Given records ▸
------------
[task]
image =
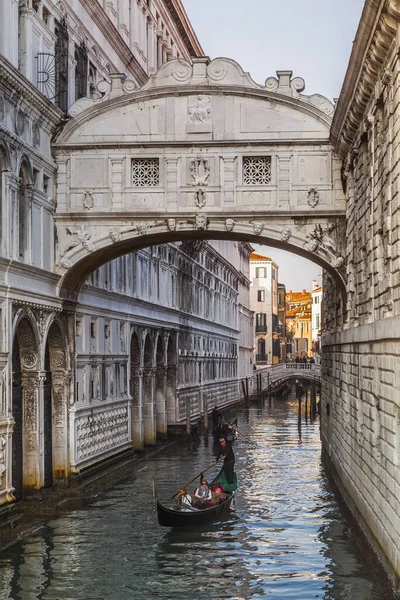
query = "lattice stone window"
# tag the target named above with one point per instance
(256, 170)
(145, 172)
------------
Description of the task ▸ Convert the data above into a JSON list of strings with one string per line, skipping blank lines and leaving the pictures out.

Answer to the exercise ▸
[
  "[task]",
  "image =",
  "query = \"lattice stone window\"",
  "# tag the target named above with one point per instance",
  "(256, 170)",
  "(145, 172)"
]